*Data supplied*:

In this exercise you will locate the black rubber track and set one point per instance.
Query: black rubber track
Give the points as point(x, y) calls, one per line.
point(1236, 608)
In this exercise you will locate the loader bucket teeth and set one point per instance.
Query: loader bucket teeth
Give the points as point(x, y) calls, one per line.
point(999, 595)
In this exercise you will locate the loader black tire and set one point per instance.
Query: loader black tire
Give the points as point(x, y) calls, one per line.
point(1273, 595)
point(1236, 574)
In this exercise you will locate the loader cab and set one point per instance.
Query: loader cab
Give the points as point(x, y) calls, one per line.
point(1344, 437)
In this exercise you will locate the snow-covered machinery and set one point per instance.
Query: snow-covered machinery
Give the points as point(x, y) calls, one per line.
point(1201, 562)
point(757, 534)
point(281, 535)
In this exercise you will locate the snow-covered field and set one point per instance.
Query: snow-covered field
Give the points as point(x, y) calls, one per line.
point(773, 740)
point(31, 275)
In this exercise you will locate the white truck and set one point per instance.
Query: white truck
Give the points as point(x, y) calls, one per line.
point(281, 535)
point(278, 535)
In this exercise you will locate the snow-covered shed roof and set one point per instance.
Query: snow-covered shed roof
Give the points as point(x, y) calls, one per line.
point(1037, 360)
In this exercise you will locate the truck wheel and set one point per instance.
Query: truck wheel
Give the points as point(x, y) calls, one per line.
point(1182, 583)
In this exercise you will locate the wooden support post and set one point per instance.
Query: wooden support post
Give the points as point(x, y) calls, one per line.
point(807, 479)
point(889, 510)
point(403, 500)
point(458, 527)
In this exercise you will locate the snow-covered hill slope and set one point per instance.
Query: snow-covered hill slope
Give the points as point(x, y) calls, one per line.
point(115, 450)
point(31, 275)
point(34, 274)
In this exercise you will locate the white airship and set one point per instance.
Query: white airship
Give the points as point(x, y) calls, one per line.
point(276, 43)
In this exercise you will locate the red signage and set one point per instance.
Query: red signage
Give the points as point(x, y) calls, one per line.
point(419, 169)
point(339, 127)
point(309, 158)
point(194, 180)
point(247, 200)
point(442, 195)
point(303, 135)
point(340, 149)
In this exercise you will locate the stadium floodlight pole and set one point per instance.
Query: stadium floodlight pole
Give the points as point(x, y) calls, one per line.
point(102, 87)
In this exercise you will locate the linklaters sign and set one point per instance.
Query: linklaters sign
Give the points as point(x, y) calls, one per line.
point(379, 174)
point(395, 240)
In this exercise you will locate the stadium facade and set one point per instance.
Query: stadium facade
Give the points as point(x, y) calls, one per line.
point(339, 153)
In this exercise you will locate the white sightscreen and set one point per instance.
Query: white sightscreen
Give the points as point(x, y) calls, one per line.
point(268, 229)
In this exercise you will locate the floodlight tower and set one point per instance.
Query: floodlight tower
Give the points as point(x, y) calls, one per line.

*Exercise description*: Swap "locate" for "find" throughout all the records above and write every line out again with nothing else changed.

*Solution*:
In this exercise you will find the black rubber track and set one point per instance.
Query: black rubber track
Give the points as point(x, y) calls, one per line.
point(1236, 608)
In this exercise you will find the loader bucket teeth and set one point per instance.
Query: loader bucket teeth
Give the points as point(x, y) calls, one per line.
point(999, 595)
In this exercise you will find the loader black tire and set one point per instance.
Query: loader black tire
Give the points as point(x, y) calls, one per line.
point(1273, 595)
point(1236, 574)
In this exercise you will find the loader cab and set one point per instance.
Query: loader cab
Give the points as point(x, y) calls, one per line.
point(1344, 437)
In this exercise you will find the snow-covered machinery and set one point per instance.
Query: snow-covered machinery
Give the points as point(x, y) calls, one per line.
point(1201, 562)
point(757, 534)
point(281, 535)
In this exercise you will find the snow-covered field and set one point per instance.
Query: snow-covered field
Give the points as point(x, y) calls, one per line.
point(773, 740)
point(31, 275)
In this exercise you will find the white truck and set one point per instance.
Query: white truck
Give the points as point(x, y) calls, one per line.
point(281, 535)
point(278, 535)
In this exercise you will find the snow-covered shed roof and set one point per instance.
Query: snow-covered shed roof
Give the points as point(x, y) calls, one per line.
point(1037, 360)
In this exercise you will find the truck wheel and set one point per instance.
Query: truck wheel
Give the points as point(x, y) calls, one per line.
point(1182, 583)
In this exercise you will find the wooden support post and set one point per instance.
Query: wooden support post
Give the points as point(x, y) calls, one per line.
point(807, 479)
point(889, 510)
point(403, 500)
point(458, 527)
In this exercise you will find the snow-covered hill slope and set one point per instance.
Query: snow-covered hill slope
Give the points as point(x, y) calls, one per line.
point(115, 450)
point(31, 275)
point(34, 274)
In this exercise you will find the white airship and set one point per instance.
Query: white airship
Give the points as point(x, y) calls, one per line.
point(276, 43)
In this exercise you will find the red signage and set one point per instance.
Query: red signage
Give the points as point(x, y) calls, one per line.
point(419, 169)
point(339, 127)
point(309, 158)
point(194, 180)
point(247, 200)
point(442, 195)
point(303, 135)
point(340, 149)
In this exercise you will find the stadium floodlight pole and set one point per instance.
Query: stadium floodlight pole
Give the points as point(x, y) calls, one per line.
point(102, 87)
In this exercise you will find the linklaters sign and set one point per instance.
Query: linklaters sign
Give the points as point(x, y) calls, one per line.
point(379, 174)
point(395, 240)
In this exercise you will find the stadium facade and set one point per instance.
Query: stadium facade
Give the points as point(x, y) calls, one per line.
point(339, 153)
In this exercise you will find the white sightscreen and set one point per instance.
Query: white sightscreen
Give the points as point(x, y) calls, one per line.
point(268, 229)
In this exercise you will find the floodlight tower and set one point per instance.
Query: floodlight tower
Give the points as point(x, y) calls, one per line.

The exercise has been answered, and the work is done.